*Available data*.

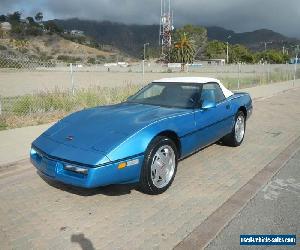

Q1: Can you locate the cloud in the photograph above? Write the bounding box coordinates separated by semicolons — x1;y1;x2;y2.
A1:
0;0;300;37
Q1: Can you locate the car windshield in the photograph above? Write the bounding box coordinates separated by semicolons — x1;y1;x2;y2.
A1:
127;83;201;108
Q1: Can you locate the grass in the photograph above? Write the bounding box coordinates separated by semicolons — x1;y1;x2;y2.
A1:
0;85;141;130
0;70;300;130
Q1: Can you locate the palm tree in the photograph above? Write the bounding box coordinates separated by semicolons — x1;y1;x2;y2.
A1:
170;33;196;71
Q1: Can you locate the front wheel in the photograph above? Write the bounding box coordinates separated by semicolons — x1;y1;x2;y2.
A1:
140;136;178;194
223;111;246;147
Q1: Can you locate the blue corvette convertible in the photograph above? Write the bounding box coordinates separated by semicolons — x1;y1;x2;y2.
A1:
30;77;252;194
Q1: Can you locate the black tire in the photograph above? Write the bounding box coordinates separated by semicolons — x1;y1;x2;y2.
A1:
222;111;246;147
140;136;178;195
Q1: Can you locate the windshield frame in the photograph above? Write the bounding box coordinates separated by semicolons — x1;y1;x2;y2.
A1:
126;82;204;109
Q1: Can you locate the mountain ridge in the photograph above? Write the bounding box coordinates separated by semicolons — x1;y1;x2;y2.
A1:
53;18;300;56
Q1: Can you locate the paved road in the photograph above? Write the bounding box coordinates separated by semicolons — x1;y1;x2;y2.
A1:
206;149;300;250
0;89;300;249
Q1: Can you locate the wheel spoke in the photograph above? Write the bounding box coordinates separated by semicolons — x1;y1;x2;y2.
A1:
151;145;176;188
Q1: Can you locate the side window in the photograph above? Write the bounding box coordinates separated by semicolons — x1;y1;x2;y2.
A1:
201;83;225;103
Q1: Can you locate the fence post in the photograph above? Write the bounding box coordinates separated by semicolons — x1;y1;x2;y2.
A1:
238;63;241;89
293;54;298;87
70;63;75;96
142;60;145;81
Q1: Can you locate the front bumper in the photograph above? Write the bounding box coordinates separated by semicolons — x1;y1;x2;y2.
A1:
30;148;144;188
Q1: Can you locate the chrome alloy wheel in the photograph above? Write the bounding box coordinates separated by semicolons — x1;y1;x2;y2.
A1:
234;115;245;143
151;145;176;188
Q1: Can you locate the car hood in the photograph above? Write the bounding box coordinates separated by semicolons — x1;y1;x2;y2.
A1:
43;103;186;154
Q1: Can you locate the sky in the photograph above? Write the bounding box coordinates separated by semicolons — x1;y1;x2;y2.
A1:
0;0;300;38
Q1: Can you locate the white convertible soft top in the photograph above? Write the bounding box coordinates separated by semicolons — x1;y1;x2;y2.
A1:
153;77;233;98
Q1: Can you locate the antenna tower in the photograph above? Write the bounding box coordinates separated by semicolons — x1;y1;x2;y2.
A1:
159;0;174;61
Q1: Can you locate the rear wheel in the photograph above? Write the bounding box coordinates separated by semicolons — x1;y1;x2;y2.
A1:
140;136;178;194
222;111;246;147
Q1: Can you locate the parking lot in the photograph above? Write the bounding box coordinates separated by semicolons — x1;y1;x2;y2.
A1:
0;88;300;249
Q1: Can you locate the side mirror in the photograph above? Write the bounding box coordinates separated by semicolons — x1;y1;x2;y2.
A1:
202;100;216;110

*Short problem*.
Write out again, unchanged, every line from the line containing "Q1: Can you locate the antenna" to the final line of the material above.

*Solution for this task*.
Q1: Can you locate the antenna tower in the photograph above? Write the bounding box coordinates separated by semicolons — x1;y1;x2;y2.
A1:
159;0;174;61
Q1: Can you locate the rear wheel in the photograph above? Write the bounding box coordinates separated by semicolons — x1;y1;x2;y2.
A1:
140;136;178;194
222;111;246;147
Q1: Can you locate the parking lot in the photograph above? Write the bounding box coordinates separated by semicolons — x1;y1;x2;y2.
A1:
0;88;300;249
Q1: Can you locate the side mirror in the photograph above? Write the bounding box coordinates separated by semicolons — x1;y1;x2;y2.
A1:
202;100;216;110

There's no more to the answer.